ASSIGNMENT 1:
Answer these questions about the billing FAQ:
(a) How many active chats does a client who writes on WhatsApp on 1, 5, and 12 May count as?
(b) Is a chat billed if only event-triggered steps run in the scenario and the agent itself never starts?
(c) From what point is the 30-day threshold counted after the agent has been stopped?
ASSIGNMENT 2:
Carry on the billing FAQ from the point where it stops.

PASSAGE FOR REVIEW:
[Start of Attachment]

It is important that this is "once per channel", not "per enquiry": within one channel, a client counts as one active chat per period, no matter how many messages and dialogs they have. Usually a client communicates on one channel, so in practice double payment for one person is more of an exception.

For example: a client wrote on WhatsApp on 1, 5, and 12 May — this is one active chat (one conversation on one channel over the period). If they additionally write on Instagram, that is already a separate active chat.

If only event-triggered steps work in the scenario and the agent itself does not start, do I pay for such chats?

No. You pay only for chats in which the agent actually worked. If, in the scenario, steps fire on an event — "Message from customer" or "Dialog assignment" — and perform actions without starting the agent itself, such a chat is not billed.

This happens when the agent needs to be raised only on certain phrases or conditions: until that happens and the agent has not engaged, no active chat arises and no charge is made.

What happens to billing if I stop the agent for a while?

You can stop the agent when it is not needed without worry: you pay for active chats, not for time. While the agent is stopped, it does not work, does not handle clients, and does not accrue active chats — so nothing is charged for the downtime. New periods are also not created during a stop.

What happens on restart depends on how long the agent was stopped:

  • A short stop — within the current period (for example, for a few days). When you turn the agent back on, the same period simply continues, nothing changes.
  • The old period ended while the agent was stopped. The switch to a new period is postponed until you turn the agent back on (it does not happen during downtime). On start, the old period is closed and a new one is opened:
    • if you turn the agent on within one period (30 days) after the end of the old one, the new one runs right after it — the downtime days fall within it, but since there were no active chats in them, they cost nothing;
    • if more than 30 days have passed since the end of the old period (that is, a whole period stood empty), the system does not breed empty periods for the downtime and starts a new period from the day you turned the agent back on.

The threshold is counted from the end date of the old period, not from the moment of stopping: the boundary is exactly one period (30 days) after its end.

In the process, the dynamic cost calculation simply continues from what the agent actually accumulated before the stop.

[End of Attachment]

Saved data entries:
[Start of Attachment]

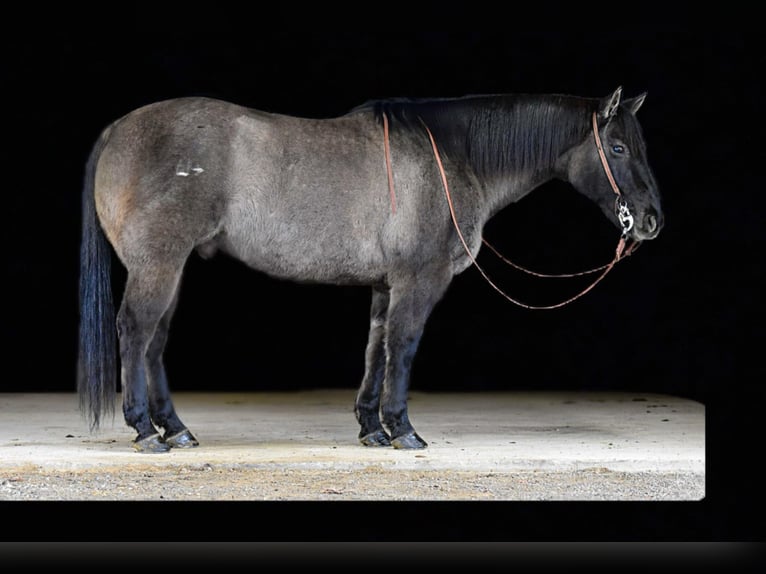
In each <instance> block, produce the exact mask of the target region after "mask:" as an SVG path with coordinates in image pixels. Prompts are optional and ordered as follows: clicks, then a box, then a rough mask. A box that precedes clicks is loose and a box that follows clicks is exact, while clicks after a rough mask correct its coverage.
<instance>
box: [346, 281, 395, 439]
mask: <svg viewBox="0 0 766 574" xmlns="http://www.w3.org/2000/svg"><path fill="white" fill-rule="evenodd" d="M389 293H390V291H389V290H388V289H384V288H382V287H381V288H378V287H374V288H373V290H372V304H371V307H370V333H369V337H368V340H367V349H366V351H365V365H364V378H363V379H362V384H361V385H360V387H359V391H358V393H357V395H356V402H355V403H354V413H355V414H356V420H357V421H358V422H359V425H360V426H361V430H360V431H359V442H361V443H362V444H363V445H364V446H391V437H389V436H388V433H386V431H385V430H384V429H383V425H382V424H381V422H380V414H379V409H380V391H381V388H382V387H383V379H384V377H385V373H386V347H385V325H386V317H387V314H388V304H389V300H390V297H389Z"/></svg>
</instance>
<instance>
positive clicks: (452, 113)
mask: <svg viewBox="0 0 766 574" xmlns="http://www.w3.org/2000/svg"><path fill="white" fill-rule="evenodd" d="M597 104H598V101H597V100H596V99H590V98H581V97H575V96H566V95H530V94H500V95H472V96H462V97H456V98H427V99H410V98H393V99H385V100H372V101H369V102H366V103H365V104H362V105H361V106H358V107H357V108H354V111H361V110H371V111H372V112H373V113H374V114H375V117H376V119H377V121H378V122H382V121H383V114H386V115H387V116H388V118H389V121H391V125H392V131H393V130H394V129H400V130H405V131H408V132H415V133H425V132H424V128H423V123H425V124H426V125H427V126H428V128H429V129H430V130H431V132H432V133H433V135H434V138H435V139H436V142H437V144H438V146H439V149H440V151H441V152H442V153H444V155H446V156H447V157H449V158H450V159H452V160H453V161H461V162H467V163H468V164H469V165H470V167H471V168H472V169H473V170H474V171H475V172H476V173H477V175H479V176H482V177H488V176H495V175H503V174H508V173H511V172H517V171H519V170H521V171H525V172H534V171H536V170H538V169H546V168H549V167H550V166H551V165H552V164H553V162H554V161H555V160H556V158H557V157H559V156H560V155H561V153H562V152H563V151H565V150H566V149H567V148H568V147H570V146H571V145H572V144H573V143H574V142H575V141H577V140H579V139H581V138H582V137H584V135H585V133H586V132H587V131H589V130H590V123H589V122H588V117H589V114H590V113H591V112H592V111H593V110H595V109H596V106H597Z"/></svg>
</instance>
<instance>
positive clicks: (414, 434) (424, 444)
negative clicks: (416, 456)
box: [391, 432, 428, 448]
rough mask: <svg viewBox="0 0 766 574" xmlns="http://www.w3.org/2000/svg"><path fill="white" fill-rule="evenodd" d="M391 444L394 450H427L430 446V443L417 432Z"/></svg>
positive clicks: (393, 442)
mask: <svg viewBox="0 0 766 574" xmlns="http://www.w3.org/2000/svg"><path fill="white" fill-rule="evenodd" d="M391 444H392V445H393V447H394V448H426V447H427V446H428V443H427V442H426V441H424V440H423V439H422V438H420V437H419V436H418V433H416V432H411V433H409V434H403V435H402V436H398V437H396V438H394V439H392V440H391Z"/></svg>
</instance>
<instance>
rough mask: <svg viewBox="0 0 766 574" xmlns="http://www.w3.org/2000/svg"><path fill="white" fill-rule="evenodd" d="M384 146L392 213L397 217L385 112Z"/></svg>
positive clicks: (384, 114) (393, 175)
mask: <svg viewBox="0 0 766 574" xmlns="http://www.w3.org/2000/svg"><path fill="white" fill-rule="evenodd" d="M383 146H384V148H385V150H384V151H385V154H386V172H387V173H388V193H389V196H390V197H391V213H393V214H394V215H396V192H395V191H394V172H393V170H392V169H391V149H390V148H389V144H388V116H387V115H386V112H385V111H384V112H383Z"/></svg>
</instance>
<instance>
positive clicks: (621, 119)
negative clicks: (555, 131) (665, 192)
mask: <svg viewBox="0 0 766 574" xmlns="http://www.w3.org/2000/svg"><path fill="white" fill-rule="evenodd" d="M621 96H622V88H617V89H616V90H615V91H614V92H613V93H612V94H611V95H609V96H607V97H605V98H602V99H601V100H599V102H598V107H597V109H596V110H595V111H593V112H592V116H591V118H590V121H591V126H592V128H591V130H590V131H589V134H588V136H587V137H586V138H585V139H584V140H583V141H582V142H581V143H580V144H578V145H577V146H575V148H573V150H572V153H571V154H570V156H569V162H568V179H569V181H570V183H572V185H574V187H575V188H576V189H577V190H578V191H580V192H581V193H582V194H584V195H585V196H586V197H588V198H590V199H591V200H593V201H594V202H595V203H596V204H597V205H599V207H600V208H601V209H602V211H603V212H604V213H605V214H606V216H607V217H608V218H609V219H610V220H611V221H613V222H614V224H615V225H616V226H618V227H619V228H621V229H622V230H623V233H624V234H625V236H626V237H630V238H632V239H633V240H635V241H643V240H646V239H654V238H655V237H657V235H658V234H659V232H660V229H661V228H662V225H663V214H662V208H661V204H660V194H659V191H658V188H657V182H656V181H655V179H654V175H653V173H652V170H651V167H650V166H649V163H648V161H647V155H646V144H645V142H644V138H643V134H642V131H641V126H640V125H639V123H638V120H637V118H636V112H637V111H638V109H639V108H640V107H641V105H642V104H643V103H644V99H645V98H646V94H645V93H644V94H641V95H640V96H637V97H635V98H631V99H626V100H622V99H621Z"/></svg>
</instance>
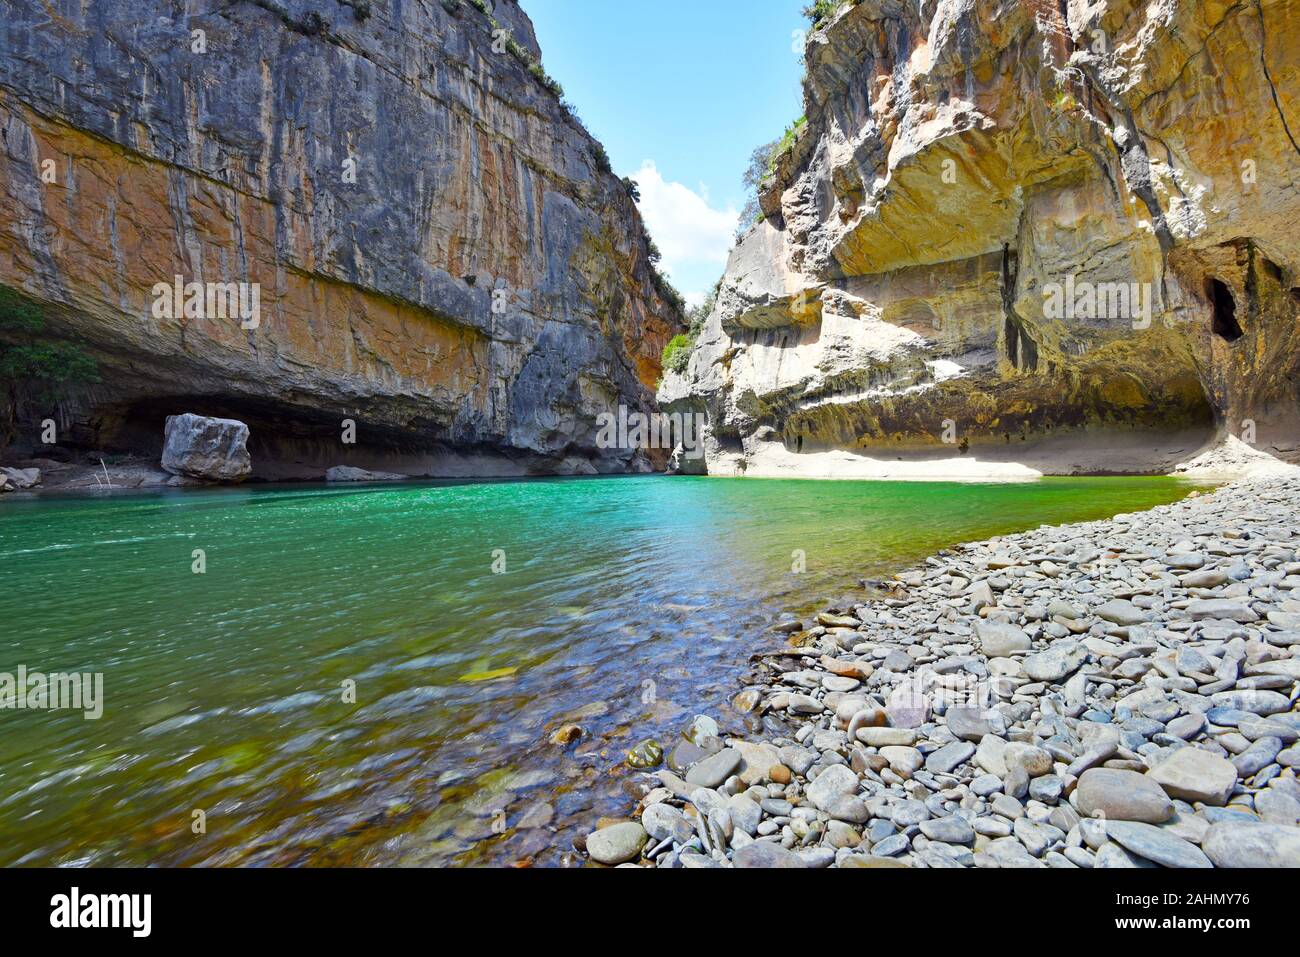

[End of Attachment]

ANSWER BOX 1:
(a) One active chat.
(b) No, it is not billed.
(c) From the end date of the old period, not from the moment of stopping.

ANSWER BOX 2:
How are charges for active chats made — once or gradually?

It depends on which side you look at it from:

  • For a single active chat — once. Each active chat in a period is billed exactly once, on the client's first contact with the agent. No matter how many messages and dialogs there are in it afterwards in this period, you will not be charged for it again.
  • For the period as a whole — gradually. The invoice is not issued as a single amount at the end of the period. Once a day, the system adds the new active chats that have appeared since last time to the invoice — that is, payment goes in instalments over the course of the period, as the agent handles new clients.

A couple of clarifications: the current day's active chats go into the invoice the next day, and very small amounts in the current period may accumulate up to a noticeable invoice, so as not to breed micro-charges. When the period closes, the remaining active chats are invoiced in any case — nothing is lost.

Do I pay for chats where the agent made a mistake?

Yes. An active chat is billed for the fact that the agent worked in it — regardless of how well an individual reply turned out. You configure and test your agents yourself and bring them to live channels when you are confident in the stability of their work. Agents can make mistakes — this is the reality of AI work, and payment for handled active chats is not recalculated because of individual unsuccessful replies.

To minimise mistakes, you have free testing in the test chat and a trial period on real dialogs at your disposal: check the agent's behaviour before trusting it with live traffic, and refine the scenario, instructions, and conditions where it behaves unstably.